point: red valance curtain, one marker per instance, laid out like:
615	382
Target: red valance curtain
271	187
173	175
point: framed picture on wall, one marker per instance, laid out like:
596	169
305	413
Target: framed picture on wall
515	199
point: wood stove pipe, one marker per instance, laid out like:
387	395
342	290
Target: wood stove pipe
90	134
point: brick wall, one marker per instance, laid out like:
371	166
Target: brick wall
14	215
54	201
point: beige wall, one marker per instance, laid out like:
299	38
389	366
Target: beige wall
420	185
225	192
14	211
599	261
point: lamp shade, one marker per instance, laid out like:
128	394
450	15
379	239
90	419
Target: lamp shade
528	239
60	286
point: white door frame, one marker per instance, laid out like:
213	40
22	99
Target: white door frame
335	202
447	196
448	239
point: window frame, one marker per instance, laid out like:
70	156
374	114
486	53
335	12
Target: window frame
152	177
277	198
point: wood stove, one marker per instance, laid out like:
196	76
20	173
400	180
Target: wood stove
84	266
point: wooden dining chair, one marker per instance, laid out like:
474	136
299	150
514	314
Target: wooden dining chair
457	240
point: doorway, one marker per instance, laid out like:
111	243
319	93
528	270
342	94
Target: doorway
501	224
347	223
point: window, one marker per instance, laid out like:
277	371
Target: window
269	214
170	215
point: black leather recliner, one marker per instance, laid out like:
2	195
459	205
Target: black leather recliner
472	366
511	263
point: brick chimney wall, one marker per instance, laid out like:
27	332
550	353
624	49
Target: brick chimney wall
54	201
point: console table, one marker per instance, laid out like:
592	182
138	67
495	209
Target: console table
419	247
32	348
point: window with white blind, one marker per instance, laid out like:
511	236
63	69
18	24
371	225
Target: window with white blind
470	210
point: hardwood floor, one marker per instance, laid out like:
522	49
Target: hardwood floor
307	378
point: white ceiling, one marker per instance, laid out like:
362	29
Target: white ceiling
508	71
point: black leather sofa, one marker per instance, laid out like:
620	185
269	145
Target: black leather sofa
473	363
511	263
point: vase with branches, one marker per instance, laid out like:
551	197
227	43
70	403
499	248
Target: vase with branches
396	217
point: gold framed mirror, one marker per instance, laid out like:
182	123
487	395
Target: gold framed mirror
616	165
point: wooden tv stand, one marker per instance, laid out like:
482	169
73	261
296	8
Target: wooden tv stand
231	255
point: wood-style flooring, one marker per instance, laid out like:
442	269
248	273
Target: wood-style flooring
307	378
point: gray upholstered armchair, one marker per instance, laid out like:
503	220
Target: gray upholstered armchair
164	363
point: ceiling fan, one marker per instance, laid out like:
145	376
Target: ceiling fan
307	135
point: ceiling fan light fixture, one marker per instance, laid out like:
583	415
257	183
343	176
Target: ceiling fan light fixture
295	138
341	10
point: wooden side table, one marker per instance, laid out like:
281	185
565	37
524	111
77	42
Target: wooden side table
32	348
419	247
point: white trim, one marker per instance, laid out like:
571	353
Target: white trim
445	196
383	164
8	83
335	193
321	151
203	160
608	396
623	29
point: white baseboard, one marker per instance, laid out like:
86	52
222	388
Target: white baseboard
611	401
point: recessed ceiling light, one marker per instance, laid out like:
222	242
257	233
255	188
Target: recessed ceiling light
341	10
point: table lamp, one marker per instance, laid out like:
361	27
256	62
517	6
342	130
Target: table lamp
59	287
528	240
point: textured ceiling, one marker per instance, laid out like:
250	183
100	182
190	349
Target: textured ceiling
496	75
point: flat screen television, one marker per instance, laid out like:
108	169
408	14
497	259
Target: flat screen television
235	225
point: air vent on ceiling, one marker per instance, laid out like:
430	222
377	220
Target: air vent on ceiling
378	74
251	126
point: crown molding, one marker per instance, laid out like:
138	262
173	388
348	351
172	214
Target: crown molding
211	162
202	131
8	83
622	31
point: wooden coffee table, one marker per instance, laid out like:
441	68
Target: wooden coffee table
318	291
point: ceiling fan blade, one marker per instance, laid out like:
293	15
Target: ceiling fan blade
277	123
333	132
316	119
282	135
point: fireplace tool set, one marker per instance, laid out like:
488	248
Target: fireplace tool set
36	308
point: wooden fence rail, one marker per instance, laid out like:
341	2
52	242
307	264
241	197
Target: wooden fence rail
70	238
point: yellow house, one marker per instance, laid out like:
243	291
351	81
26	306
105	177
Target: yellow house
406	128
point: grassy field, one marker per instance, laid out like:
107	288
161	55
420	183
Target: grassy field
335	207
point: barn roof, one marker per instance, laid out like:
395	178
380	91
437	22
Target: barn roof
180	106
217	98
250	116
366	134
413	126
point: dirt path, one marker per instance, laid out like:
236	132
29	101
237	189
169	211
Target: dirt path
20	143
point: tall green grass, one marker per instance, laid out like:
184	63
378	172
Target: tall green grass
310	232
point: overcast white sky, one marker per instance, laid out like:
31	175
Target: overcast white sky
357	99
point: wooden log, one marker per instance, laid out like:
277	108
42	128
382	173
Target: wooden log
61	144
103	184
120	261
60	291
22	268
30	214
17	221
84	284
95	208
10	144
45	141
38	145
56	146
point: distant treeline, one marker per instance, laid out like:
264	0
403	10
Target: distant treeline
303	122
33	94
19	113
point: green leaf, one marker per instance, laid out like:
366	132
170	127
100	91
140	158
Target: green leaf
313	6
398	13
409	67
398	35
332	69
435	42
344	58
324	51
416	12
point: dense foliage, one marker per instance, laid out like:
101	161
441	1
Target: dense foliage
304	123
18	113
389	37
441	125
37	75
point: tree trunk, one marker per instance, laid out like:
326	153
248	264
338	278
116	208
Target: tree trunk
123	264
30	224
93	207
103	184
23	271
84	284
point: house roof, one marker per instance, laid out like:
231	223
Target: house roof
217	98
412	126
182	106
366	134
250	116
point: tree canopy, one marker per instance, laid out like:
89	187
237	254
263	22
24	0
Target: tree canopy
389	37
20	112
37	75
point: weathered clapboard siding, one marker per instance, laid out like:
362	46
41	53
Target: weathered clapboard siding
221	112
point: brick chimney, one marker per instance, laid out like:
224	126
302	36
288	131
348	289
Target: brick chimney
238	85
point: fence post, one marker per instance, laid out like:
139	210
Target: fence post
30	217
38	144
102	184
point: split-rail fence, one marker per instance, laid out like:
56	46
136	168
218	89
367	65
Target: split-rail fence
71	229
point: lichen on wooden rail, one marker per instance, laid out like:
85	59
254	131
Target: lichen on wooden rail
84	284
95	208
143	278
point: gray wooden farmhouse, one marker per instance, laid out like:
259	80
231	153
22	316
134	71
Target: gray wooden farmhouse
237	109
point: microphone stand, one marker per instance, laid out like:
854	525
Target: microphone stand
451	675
━━━━━━━━
Goal: Transcribe all the entries, keeping each one exactly as it is.

Exercise result:
point: red valance curtain, one marker per instance, laid out like:
615	382
Target: red valance curtain
271	187
173	175
point: framed picture on wall, one marker per instance, laid out like:
596	169
305	413
Target: framed picture on wall
515	199
point: wood stove pipe, one marker per instance, laid out like:
387	395
342	290
Target: wood stove pipe
90	134
point: brick wall, one marker per instance, laid out like:
371	166
Target: brick wall
14	215
54	201
point: beige wall, one marker per instance, laid out like:
299	38
389	366
Target: beige wall
420	185
225	192
14	211
599	261
point: lamp shade, one marker per instance, laid out like:
128	394
450	15
379	239
90	419
Target: lamp shade
528	239
60	286
point: white door frame, one marker per instance, laid out like:
213	40
22	99
Target: white door frame
335	202
447	196
448	239
point: window frame, one marker per instance, laid out like:
70	156
374	114
486	53
335	12
Target: window frame
152	177
277	198
point: wood stove, one marker per instance, laid out like:
196	76
20	173
400	180
Target: wood stove
84	266
point: wooden dining chair, one marker per instance, laid out like:
474	136
299	150
514	314
Target: wooden dining chair
457	240
point: doorway, one marker per instance, laid out like:
111	243
319	93
528	270
342	94
Target: doorway
501	224
347	223
point: window, one marker per instance, laid out like:
277	371
Target: window
269	214
170	215
point: black leather recliner, one marker per instance, laid out like:
2	195
459	205
Target: black leather recliner
472	366
511	263
point: brick chimney wall, one marker per instance, laid out like:
27	332
550	353
624	49
Target: brick chimney wall
54	201
point: console table, one marker per instance, laid out like:
592	182
138	67
495	209
Target: console table
419	247
32	348
point: window with white blind, one marker per instance, laid out like:
511	236
63	69
18	24
371	225
Target: window with white blind
470	210
point: hardwood floor, one marker per instance, laid out like:
522	49
Target: hardwood floor
307	378
point: white ceiling, one marker per instance, laid out like:
362	29
Target: white ceiling
508	71
point: black leather sofa, one marker per instance, laid out like:
620	185
269	145
Target: black leather sofa
473	363
511	263
point: vase with branches, one marker per instance, laid out like:
551	197
227	43
70	403
499	248
Target: vase with branches
396	217
point: gold framed mirror, one marker per instance, laid out like:
182	123
487	395
Target: gold framed mirror
616	165
point: wooden tv stand, one marker per instance, laid out like:
482	169
73	261
296	8
Target: wooden tv stand
231	255
point: wood-style flooring, one marker per instance, laid out like:
442	269
248	273
Target: wood-style flooring
307	378
point: gray upholstered armchair, one marker per instance, laid out like:
503	220
Target: gray upholstered armchair
164	363
point: ceiling fan, one marker per instance, laid out like:
145	376
Target: ceiling fan
307	135
point: ceiling fan light fixture, one marker per instance, laid out like:
583	415
257	183
343	176
Target: ceiling fan light fixture
295	138
341	10
point: wooden side table, one marker per instance, laid out like:
281	185
565	37
524	111
77	42
Target: wooden side table
32	348
419	247
point: white trim, one marker per instance, laid out like:
571	353
Target: white trim
445	196
383	164
8	83
335	193
321	151
203	160
608	396
623	29
point: white baseboard, one marker per instance, laid out like:
86	52
222	388
Target: white baseboard
611	401
point: recessed ceiling light, one marker per instance, laid out like:
222	242
257	233
255	188
Target: recessed ceiling light
341	10
point: table lamp, one marker per instance, laid out like:
361	27
256	62
517	6
342	130
Target: table lamp
59	287
528	240
point: textured ceiling, one marker per instance, laid out like:
250	183
100	182
190	349
Target: textured ceiling
496	75
point: flat screen television, one marker per instance, laid out like:
108	169
408	14
497	259
Target: flat screen television
235	225
point: air vent on ceiling, one marker per instance, laid out like:
430	222
377	220
Target: air vent on ceiling
378	74
251	126
point: crown molding, one marker per instance, laid out like:
138	262
173	388
348	351
172	214
Target: crown molding
211	162
202	131
8	83
622	31
point: wooden coffee table, one marker per instance, laid out like:
441	68
Target: wooden coffee table
318	291
point: ceiling fan blade, one marker per instance, laid out like:
293	15
Target: ceiling fan blade
277	123
333	132
316	119
282	135
point: fireplace tool set, one marker per instance, laid out like:
488	248
Target: fireplace tool set
36	308
point: wooden fence rail, one marker per instance, laid out like:
341	2
52	242
307	264
241	197
Target: wooden fence rail
70	238
point: yellow house, one marker per instance, laid out like:
243	291
351	81
26	306
105	177
Target: yellow house
406	128
point: grassy field, one marker per instance, laid out like:
107	288
161	55
420	183
Target: grassy field
335	207
point: barn roof, one marker per instance, laid out like:
395	178
380	91
437	22
Target: barn roof
180	106
217	98
250	116
366	134
413	126
point: dirt path, one marker per instance, laid out like:
236	132
29	101
237	189
169	211
Target: dirt path
20	143
point: tall green grass, one marker per instance, laid out like:
184	63
378	172
Target: tall green grass
310	232
point: overcast white sky, one marker per instance, laid out like:
31	175
Target: overcast white sky
357	99
point: wooden log, one marker per instance, laid out like:
277	108
42	128
382	173
Target: wooden log
61	144
103	184
120	261
60	291
22	268
30	214
17	221
84	284
95	208
10	144
45	141
38	145
56	146
point: distant treeline, one marker per instance, laid out like:
264	0
403	10
Target: distant treeline
303	122
33	94
19	113
point: green leaf, one marker per instance, laid out like:
366	132
170	127
100	91
140	158
Target: green leaf
313	6
398	13
409	67
398	35
332	69
435	42
344	58
324	51
416	12
point: dense foliage, one marker per instance, laid out like:
101	161
441	1
Target: dense foliage
304	123
18	113
389	37
441	125
37	75
point: tree trunk, one marker per instance, laid out like:
326	153
248	264
338	278
116	208
Target: tree trunk
123	264
30	224
93	207
103	184
23	271
84	284
point: house roof, one marker per instance, laid out like:
231	223
Target: house roof
217	98
412	126
182	106
366	134
250	116
point: tree canopy, one marker per instance, laid out like:
89	187
237	254
263	22
24	0
Target: tree canopy
389	37
20	112
37	75
point: weathered clapboard siding, one marker per instance, laid out like:
362	46
41	53
Target: weathered clapboard siding
221	112
point: brick chimney, one marker per instance, laid out like:
224	126
302	36
288	131
348	289
Target: brick chimney
238	85
point: fence post, one marker per instance, laid out like:
139	210
Target: fence post
30	217
38	144
102	184
point: split-rail fence, one marker per instance, laid out like:
56	46
136	168
218	89
367	65
Target: split-rail fence
71	229
point: lichen on wooden rail, one marker per instance, laid out like:
85	59
254	131
Target: lichen on wooden rail
84	284
95	208
143	278
point: gray wooden farmhouse, one marker per instance, laid out like:
259	80
231	153
22	316
134	71
Target: gray wooden farmhouse
237	109
point: microphone stand, one marker per instance, laid out like:
854	525
Target: microphone stand
451	675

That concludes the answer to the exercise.